I am glad I did not pinch that queen.

-js


----------



## JRG13 (May 11, 2012)

Breaking down the hive is typically a first response. Larger hives are typically more defensive. If that's not an option, you can remove the queen into a nuc and see if that helps her temperment and requeen or let the hive make a new queen.


----------



## johng (Nov 24, 2009)

In the spring put a queen excluder in between each box, then wait 3-4 days. Then go through the boxes until you find one with eggs in it, that will be the box the queen is in, take that box and move a couple hundred feet from the hive go through each frame until you find the queen. Then requeen with your new queen. Letting them swarm in hopes of a nicer queen is not likely to get you the result you are looking for. JMHO


----------



## doc25 (Mar 9, 2007)

Make sure to suit up as well when tearing them apart. I had a very angry hive like this as well. I tore them apart for spring inspection, put them back together and they were fine. Maybe they were queenless at the time?


----------



## zookeeper (Oct 21, 2009)

There will be far fewer bees in that hive by spring time. If you still want to requeen, you'll have a lot easier time finding her then.


----------



## Paul McCarty (Mar 30, 2011)

I usually don't mess around and shake them through an excluder. Not for the faint of heart.


----------

□ □ □ □ □

Written request:
Please print the beekeeping thread from "There will be" up to and including "(Mar 30, 2011)". The listing that comes next is separate from the beekeeping thread.

Collection entries:
□ □ □ □ □

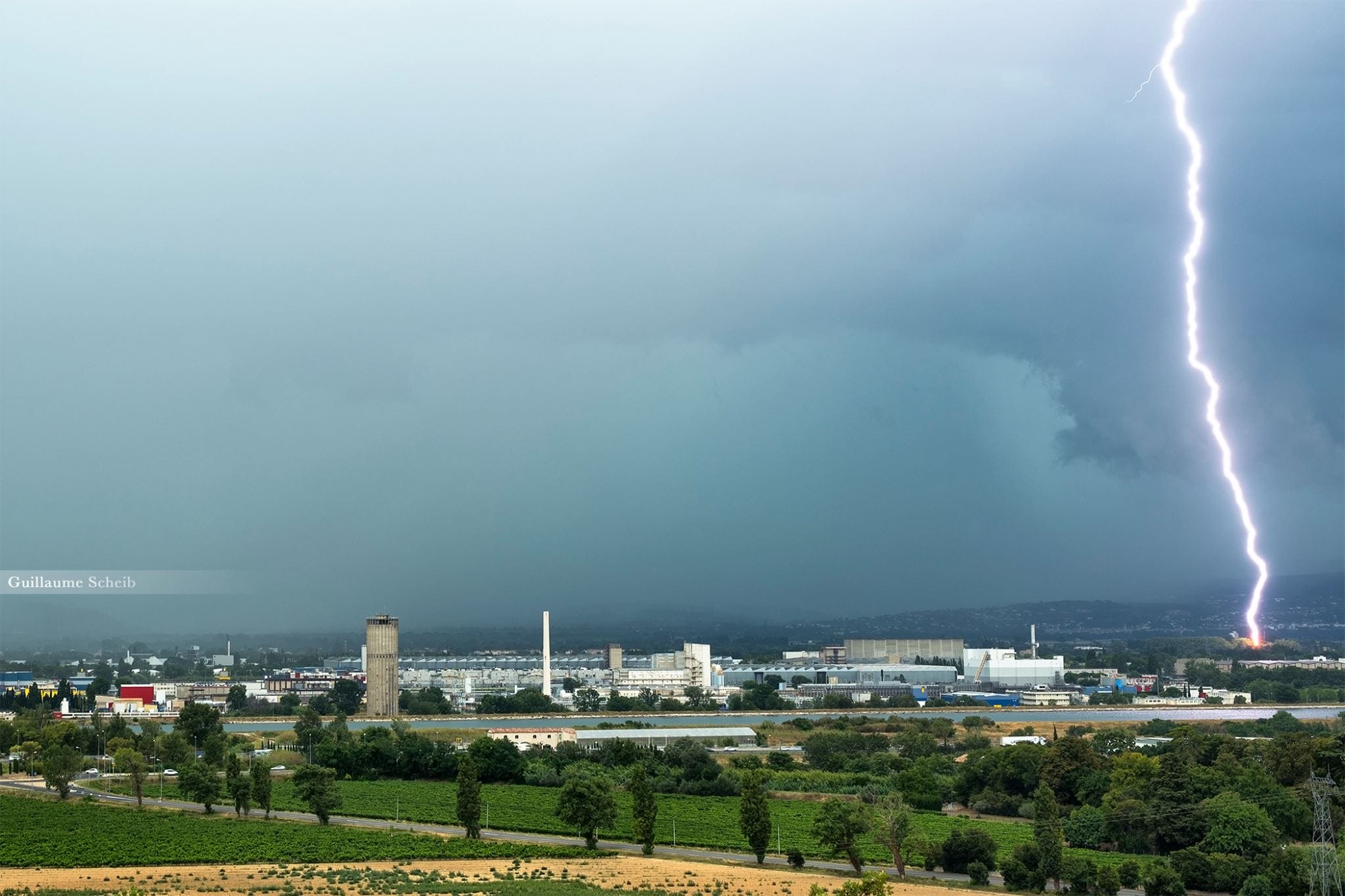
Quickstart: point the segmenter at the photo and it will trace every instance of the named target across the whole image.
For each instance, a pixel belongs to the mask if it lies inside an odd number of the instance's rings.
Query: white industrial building
[[[958,680],[955,666],[925,666],[911,664],[865,662],[854,665],[749,665],[740,664],[724,669],[724,684],[740,686],[748,682],[765,682],[776,676],[788,686],[796,676],[807,678],[807,684],[819,685],[890,685],[890,684],[952,684]]]
[[[993,681],[1006,688],[1050,686],[1064,681],[1065,658],[1018,660],[1013,647],[966,647],[962,669],[967,681]]]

□ □ □ □ □

Finished task:
There will be far fewer bees in that hive by spring time. If you still want to requeen, you'll have a lot easier time finding her then.


----------



## Paul McCarty (Mar 30, 2011)